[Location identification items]

■ ■ ■

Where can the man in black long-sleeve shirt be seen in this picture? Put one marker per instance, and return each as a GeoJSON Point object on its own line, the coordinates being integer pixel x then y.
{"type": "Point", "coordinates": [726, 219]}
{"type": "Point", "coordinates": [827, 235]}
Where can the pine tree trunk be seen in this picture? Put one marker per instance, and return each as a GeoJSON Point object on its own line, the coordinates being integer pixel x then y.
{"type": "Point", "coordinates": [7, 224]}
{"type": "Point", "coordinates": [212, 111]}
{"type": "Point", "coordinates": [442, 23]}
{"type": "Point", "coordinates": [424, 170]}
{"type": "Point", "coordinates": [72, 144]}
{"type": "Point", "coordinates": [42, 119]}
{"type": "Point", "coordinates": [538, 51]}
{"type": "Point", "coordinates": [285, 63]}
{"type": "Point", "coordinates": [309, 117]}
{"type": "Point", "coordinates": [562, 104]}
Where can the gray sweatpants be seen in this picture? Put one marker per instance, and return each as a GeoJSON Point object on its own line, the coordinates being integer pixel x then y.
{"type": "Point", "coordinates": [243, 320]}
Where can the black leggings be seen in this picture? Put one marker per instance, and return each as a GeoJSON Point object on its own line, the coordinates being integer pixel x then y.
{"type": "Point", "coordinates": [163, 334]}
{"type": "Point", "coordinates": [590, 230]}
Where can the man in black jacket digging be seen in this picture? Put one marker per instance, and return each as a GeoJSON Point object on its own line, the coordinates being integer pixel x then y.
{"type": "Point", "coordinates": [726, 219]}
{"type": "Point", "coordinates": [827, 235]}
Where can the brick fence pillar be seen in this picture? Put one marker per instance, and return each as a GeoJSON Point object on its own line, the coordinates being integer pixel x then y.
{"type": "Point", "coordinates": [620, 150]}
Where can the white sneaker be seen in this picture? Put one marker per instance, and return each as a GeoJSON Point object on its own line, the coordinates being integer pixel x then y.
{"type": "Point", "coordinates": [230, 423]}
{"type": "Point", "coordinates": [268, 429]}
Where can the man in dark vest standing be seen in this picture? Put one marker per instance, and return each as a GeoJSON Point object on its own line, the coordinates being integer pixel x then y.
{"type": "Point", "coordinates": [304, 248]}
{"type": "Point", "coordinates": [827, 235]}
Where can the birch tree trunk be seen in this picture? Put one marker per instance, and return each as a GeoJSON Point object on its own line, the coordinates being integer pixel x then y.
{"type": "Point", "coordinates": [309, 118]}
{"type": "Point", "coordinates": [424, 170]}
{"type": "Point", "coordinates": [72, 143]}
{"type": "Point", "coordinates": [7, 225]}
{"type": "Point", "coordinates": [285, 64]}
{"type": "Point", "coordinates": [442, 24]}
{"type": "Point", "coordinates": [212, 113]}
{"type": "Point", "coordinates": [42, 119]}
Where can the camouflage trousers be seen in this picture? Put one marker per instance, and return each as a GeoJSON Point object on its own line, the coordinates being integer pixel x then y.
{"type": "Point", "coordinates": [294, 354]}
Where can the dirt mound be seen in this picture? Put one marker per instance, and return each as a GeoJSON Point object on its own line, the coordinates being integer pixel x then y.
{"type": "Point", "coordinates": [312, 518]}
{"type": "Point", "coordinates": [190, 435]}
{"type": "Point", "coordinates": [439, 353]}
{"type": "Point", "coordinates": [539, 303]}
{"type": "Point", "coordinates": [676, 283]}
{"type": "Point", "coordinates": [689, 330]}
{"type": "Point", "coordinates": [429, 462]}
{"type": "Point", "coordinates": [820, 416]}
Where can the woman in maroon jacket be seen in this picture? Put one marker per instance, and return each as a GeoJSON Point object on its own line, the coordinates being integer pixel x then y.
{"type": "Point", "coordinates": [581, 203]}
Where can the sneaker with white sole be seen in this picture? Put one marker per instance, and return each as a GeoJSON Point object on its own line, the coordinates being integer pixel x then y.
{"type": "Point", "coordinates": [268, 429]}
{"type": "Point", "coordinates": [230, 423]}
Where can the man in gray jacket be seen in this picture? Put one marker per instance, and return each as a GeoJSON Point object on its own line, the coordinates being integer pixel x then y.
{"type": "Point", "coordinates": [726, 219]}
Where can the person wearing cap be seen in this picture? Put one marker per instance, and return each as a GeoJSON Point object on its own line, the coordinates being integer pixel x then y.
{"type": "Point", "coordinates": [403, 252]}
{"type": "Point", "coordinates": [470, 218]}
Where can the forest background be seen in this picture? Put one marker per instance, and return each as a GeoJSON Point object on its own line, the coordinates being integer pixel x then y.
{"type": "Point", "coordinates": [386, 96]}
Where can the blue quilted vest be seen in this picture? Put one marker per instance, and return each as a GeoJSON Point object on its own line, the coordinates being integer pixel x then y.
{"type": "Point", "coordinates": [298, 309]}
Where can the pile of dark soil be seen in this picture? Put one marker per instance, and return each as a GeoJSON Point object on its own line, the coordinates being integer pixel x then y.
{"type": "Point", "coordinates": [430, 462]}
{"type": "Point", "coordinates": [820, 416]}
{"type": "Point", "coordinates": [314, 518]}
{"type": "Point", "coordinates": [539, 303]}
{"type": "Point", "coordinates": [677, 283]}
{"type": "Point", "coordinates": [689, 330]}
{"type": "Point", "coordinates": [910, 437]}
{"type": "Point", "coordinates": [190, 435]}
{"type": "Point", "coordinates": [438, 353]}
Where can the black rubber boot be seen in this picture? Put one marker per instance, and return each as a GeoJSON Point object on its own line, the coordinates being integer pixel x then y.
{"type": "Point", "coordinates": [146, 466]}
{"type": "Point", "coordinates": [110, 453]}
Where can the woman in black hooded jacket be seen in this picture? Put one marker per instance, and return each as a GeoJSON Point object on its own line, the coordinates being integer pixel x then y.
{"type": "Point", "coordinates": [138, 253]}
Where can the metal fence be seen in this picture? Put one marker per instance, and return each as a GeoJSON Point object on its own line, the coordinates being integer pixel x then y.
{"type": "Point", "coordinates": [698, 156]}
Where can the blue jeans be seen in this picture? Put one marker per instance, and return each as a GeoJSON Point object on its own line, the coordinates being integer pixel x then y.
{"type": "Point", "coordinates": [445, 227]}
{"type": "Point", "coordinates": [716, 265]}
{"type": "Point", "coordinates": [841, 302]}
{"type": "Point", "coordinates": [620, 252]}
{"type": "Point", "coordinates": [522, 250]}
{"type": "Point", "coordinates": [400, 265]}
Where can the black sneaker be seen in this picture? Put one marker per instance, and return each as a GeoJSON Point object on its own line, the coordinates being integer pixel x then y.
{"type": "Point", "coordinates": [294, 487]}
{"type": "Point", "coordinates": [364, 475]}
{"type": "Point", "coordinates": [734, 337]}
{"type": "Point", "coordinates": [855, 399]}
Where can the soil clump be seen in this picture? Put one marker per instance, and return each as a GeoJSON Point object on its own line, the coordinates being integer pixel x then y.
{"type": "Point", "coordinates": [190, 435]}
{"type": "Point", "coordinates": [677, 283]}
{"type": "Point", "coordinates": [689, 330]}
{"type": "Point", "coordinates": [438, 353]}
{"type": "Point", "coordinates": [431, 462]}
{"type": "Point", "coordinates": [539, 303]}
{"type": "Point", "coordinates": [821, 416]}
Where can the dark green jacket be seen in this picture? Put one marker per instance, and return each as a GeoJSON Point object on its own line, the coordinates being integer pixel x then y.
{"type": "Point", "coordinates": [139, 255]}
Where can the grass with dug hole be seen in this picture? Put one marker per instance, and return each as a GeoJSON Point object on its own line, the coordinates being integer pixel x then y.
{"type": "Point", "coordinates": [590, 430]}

■ ■ ■

Written request => Transcribe each record exactly. Leave nothing out.

The output =>
Where can the man in black long-sleeve shirt be seen in this picture? Put one marker per instance, and return each as a GeoJSON Point object on its own line, the coordinates being integer pixel x then y.
{"type": "Point", "coordinates": [726, 219]}
{"type": "Point", "coordinates": [827, 235]}
Where can the pine tree trunk be seen in this picture? Put one marker per instance, and return each as a GeoJSON Point object on its own line, the coordinates being integer pixel x then y.
{"type": "Point", "coordinates": [7, 224]}
{"type": "Point", "coordinates": [212, 111]}
{"type": "Point", "coordinates": [442, 23]}
{"type": "Point", "coordinates": [424, 170]}
{"type": "Point", "coordinates": [72, 144]}
{"type": "Point", "coordinates": [42, 119]}
{"type": "Point", "coordinates": [538, 51]}
{"type": "Point", "coordinates": [285, 63]}
{"type": "Point", "coordinates": [309, 117]}
{"type": "Point", "coordinates": [562, 104]}
Where can the gray sweatpants be seen in this picture? Put one marker per instance, and return each as a GeoJSON Point object on its own line, the coordinates being integer pixel x then y.
{"type": "Point", "coordinates": [243, 320]}
Where can the black leggings be seen in this picture? Put one marker per instance, and return each as a GeoJSON Point object on its own line, the coordinates being integer pixel x then y.
{"type": "Point", "coordinates": [163, 334]}
{"type": "Point", "coordinates": [590, 230]}
Where can the man in black jacket digging be seen in this picture? Put one marker per instance, and return each as a GeoJSON Point object on its own line, the coordinates being integer pixel x then y.
{"type": "Point", "coordinates": [726, 219]}
{"type": "Point", "coordinates": [827, 235]}
Where can the brick fence pillar be seen in this picture? Put one marker per instance, and return each as a GeoJSON Point object on its own line, the coordinates being integer pixel x then y.
{"type": "Point", "coordinates": [620, 150]}
Where can the white sneaker be seen in this picture? Put one marker per instance, and return each as a GeoJSON Point object on its own line, the coordinates being integer pixel x then y.
{"type": "Point", "coordinates": [230, 423]}
{"type": "Point", "coordinates": [268, 429]}
Where can the man in dark vest standing be seen in this picture? Put one marker per instance, and return each as a GeoJSON Point object on its own line, the coordinates being integer pixel x then y.
{"type": "Point", "coordinates": [304, 248]}
{"type": "Point", "coordinates": [827, 235]}
Where can the birch tree trunk be seen in this picture? Put one marker per instance, and return each as a GeoJSON Point object on its own line, the coordinates being integer pixel x then y.
{"type": "Point", "coordinates": [309, 118]}
{"type": "Point", "coordinates": [424, 170]}
{"type": "Point", "coordinates": [72, 143]}
{"type": "Point", "coordinates": [7, 225]}
{"type": "Point", "coordinates": [285, 64]}
{"type": "Point", "coordinates": [442, 24]}
{"type": "Point", "coordinates": [212, 113]}
{"type": "Point", "coordinates": [42, 119]}
Where can the camouflage trousers be seen in this picture? Put one marker per instance, and return each as a GeoJSON Point object on its own line, the coordinates being integer pixel x then y.
{"type": "Point", "coordinates": [294, 354]}
Where can the dirt mound be seen in this picture? Put one marker per instance, and return each as a GeoJSON Point object on its own line, the coordinates being integer pixel x then y.
{"type": "Point", "coordinates": [312, 518]}
{"type": "Point", "coordinates": [190, 435]}
{"type": "Point", "coordinates": [439, 353]}
{"type": "Point", "coordinates": [539, 303]}
{"type": "Point", "coordinates": [676, 283]}
{"type": "Point", "coordinates": [689, 330]}
{"type": "Point", "coordinates": [429, 462]}
{"type": "Point", "coordinates": [820, 416]}
Where can the woman in maroon jacket be seen in this picture? Put one marker per instance, and return each as a GeoJSON Point object on its own line, the coordinates being integer pixel x then y.
{"type": "Point", "coordinates": [581, 203]}
Where can the sneaker with white sole be seen in this picture? Put one marker per instance, and return each as a GeoJSON Point object on its own line, the coordinates being integer pixel x then y.
{"type": "Point", "coordinates": [268, 429]}
{"type": "Point", "coordinates": [230, 423]}
Where can the man in gray jacket be seen in this picture? Put one marker per instance, and return each as a GeoJSON Point object on its own line, the coordinates being integer pixel x then y.
{"type": "Point", "coordinates": [726, 219]}
Where can the person wearing cap be seen in this picture? Put one marker per instance, and return each as a GeoJSON Point object on its own line, the coordinates being integer pixel x then y.
{"type": "Point", "coordinates": [403, 252]}
{"type": "Point", "coordinates": [470, 218]}
Where can the forest background be seen in this picture? Put one marker per instance, and return each as a GeoJSON Point object on its own line, the coordinates being integer pixel x then y.
{"type": "Point", "coordinates": [386, 96]}
Where can the blue quilted vest be seen in this picture? Put one marker per instance, and return each as a GeoJSON Point object on its own line, the coordinates being integer pixel x then y.
{"type": "Point", "coordinates": [298, 309]}
Where can the pile of dark soil be seen in this picture? Put one marker per instance, and return each as a GeoJSON Point object on its own line, the coordinates being integer pixel x then y.
{"type": "Point", "coordinates": [430, 462]}
{"type": "Point", "coordinates": [820, 416]}
{"type": "Point", "coordinates": [314, 518]}
{"type": "Point", "coordinates": [539, 303]}
{"type": "Point", "coordinates": [677, 283]}
{"type": "Point", "coordinates": [689, 330]}
{"type": "Point", "coordinates": [910, 437]}
{"type": "Point", "coordinates": [190, 435]}
{"type": "Point", "coordinates": [438, 353]}
Where can the black rubber boot be seen in this picture? Put one marker per instance, and return each as a GeoJSON Point object on its own line, the coordinates being integer pixel x then y.
{"type": "Point", "coordinates": [146, 466]}
{"type": "Point", "coordinates": [110, 453]}
Where can the woman in black hooded jacket be seen in this picture? Put one marker per instance, and return each as a GeoJSON Point object on its own line, the coordinates being integer pixel x then y.
{"type": "Point", "coordinates": [138, 253]}
Where can the metal fence be seen in this picture? Put one marker per instance, and return each as a GeoJSON Point object on its own line, the coordinates being integer pixel x then y.
{"type": "Point", "coordinates": [698, 156]}
Where can the blue jeans be seen in this picture? Put one marker per instance, and return each as a GeoJSON Point object on its own line, the coordinates being integer pixel x then y.
{"type": "Point", "coordinates": [445, 227]}
{"type": "Point", "coordinates": [716, 265]}
{"type": "Point", "coordinates": [841, 302]}
{"type": "Point", "coordinates": [620, 252]}
{"type": "Point", "coordinates": [522, 250]}
{"type": "Point", "coordinates": [400, 265]}
Where can the black sneaker be seen in this picture? Put one marker per instance, and return each as a GeoJSON Point object on its own line, the coordinates being integer pixel x then y.
{"type": "Point", "coordinates": [294, 487]}
{"type": "Point", "coordinates": [364, 475]}
{"type": "Point", "coordinates": [734, 337]}
{"type": "Point", "coordinates": [855, 399]}
Where can the soil clump be seen in this picture? Put one marker per instance, and return each as a GeoJSON Point object on its own line, the coordinates being integer pixel x then y.
{"type": "Point", "coordinates": [190, 435]}
{"type": "Point", "coordinates": [677, 283]}
{"type": "Point", "coordinates": [689, 330]}
{"type": "Point", "coordinates": [438, 353]}
{"type": "Point", "coordinates": [431, 462]}
{"type": "Point", "coordinates": [539, 303]}
{"type": "Point", "coordinates": [821, 416]}
Where can the dark green jacket be seen in this picture? Put one marker per instance, and return each as a GeoJSON Point object on its own line, the coordinates being integer pixel x then y.
{"type": "Point", "coordinates": [139, 255]}
Where can the grass with dug hole be seen in this picture? Put one marker per instance, and return each as a GeoJSON Point object on its own line, the coordinates being integer pixel x then y.
{"type": "Point", "coordinates": [590, 430]}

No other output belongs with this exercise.